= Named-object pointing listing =
• • • •

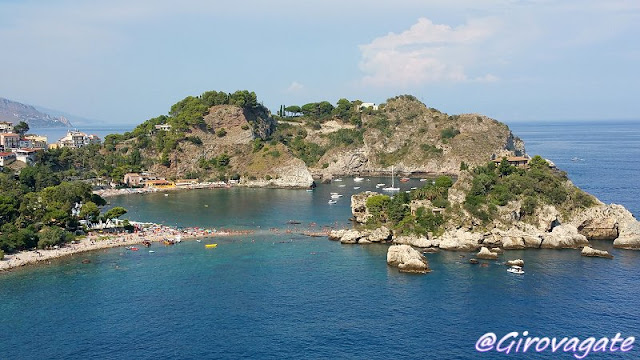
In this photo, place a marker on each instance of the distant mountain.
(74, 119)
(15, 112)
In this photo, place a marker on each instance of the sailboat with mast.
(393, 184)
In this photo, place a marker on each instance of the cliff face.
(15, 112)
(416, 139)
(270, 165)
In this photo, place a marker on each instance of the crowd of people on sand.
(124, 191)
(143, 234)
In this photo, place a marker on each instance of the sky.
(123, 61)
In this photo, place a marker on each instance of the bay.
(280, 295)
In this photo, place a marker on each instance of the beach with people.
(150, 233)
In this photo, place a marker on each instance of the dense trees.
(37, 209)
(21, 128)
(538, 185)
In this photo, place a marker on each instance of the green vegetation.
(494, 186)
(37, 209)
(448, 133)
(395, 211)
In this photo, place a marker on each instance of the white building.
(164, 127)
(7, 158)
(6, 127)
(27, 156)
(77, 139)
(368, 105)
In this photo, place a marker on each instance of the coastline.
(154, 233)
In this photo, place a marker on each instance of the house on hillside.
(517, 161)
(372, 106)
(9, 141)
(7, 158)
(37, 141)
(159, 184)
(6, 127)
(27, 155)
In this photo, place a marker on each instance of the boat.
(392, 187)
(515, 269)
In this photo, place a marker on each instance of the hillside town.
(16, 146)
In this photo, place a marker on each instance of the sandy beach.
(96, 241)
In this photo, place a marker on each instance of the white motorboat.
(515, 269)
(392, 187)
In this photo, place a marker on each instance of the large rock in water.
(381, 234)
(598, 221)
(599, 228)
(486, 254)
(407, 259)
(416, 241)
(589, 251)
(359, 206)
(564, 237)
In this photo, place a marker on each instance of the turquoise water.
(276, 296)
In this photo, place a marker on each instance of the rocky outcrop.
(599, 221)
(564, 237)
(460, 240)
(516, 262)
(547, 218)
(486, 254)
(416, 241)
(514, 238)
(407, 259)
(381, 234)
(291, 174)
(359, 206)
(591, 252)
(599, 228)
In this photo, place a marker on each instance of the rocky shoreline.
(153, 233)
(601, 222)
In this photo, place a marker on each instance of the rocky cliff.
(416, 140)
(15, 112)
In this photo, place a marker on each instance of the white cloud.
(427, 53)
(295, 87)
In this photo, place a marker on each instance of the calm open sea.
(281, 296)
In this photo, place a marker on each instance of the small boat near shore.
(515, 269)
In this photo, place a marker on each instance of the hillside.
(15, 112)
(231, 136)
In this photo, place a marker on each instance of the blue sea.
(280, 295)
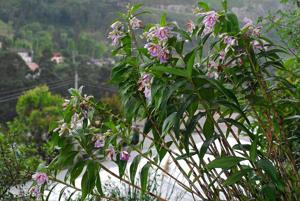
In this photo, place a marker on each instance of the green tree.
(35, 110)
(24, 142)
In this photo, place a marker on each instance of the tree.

• • • •

= Work to complete =
Rewrite the listing from the line containing "the blue sea." through the end of the listing, with the requests included and every coordinate number offset by 94. Omit the pictures.

= Output of the exercise =
In this photo, place a marker on each instance of the blue sea.
(374, 389)
In this photo, place a marker on each instance of the green tree.
(129, 204)
(118, 236)
In this photo, place a marker on each instance of the tree.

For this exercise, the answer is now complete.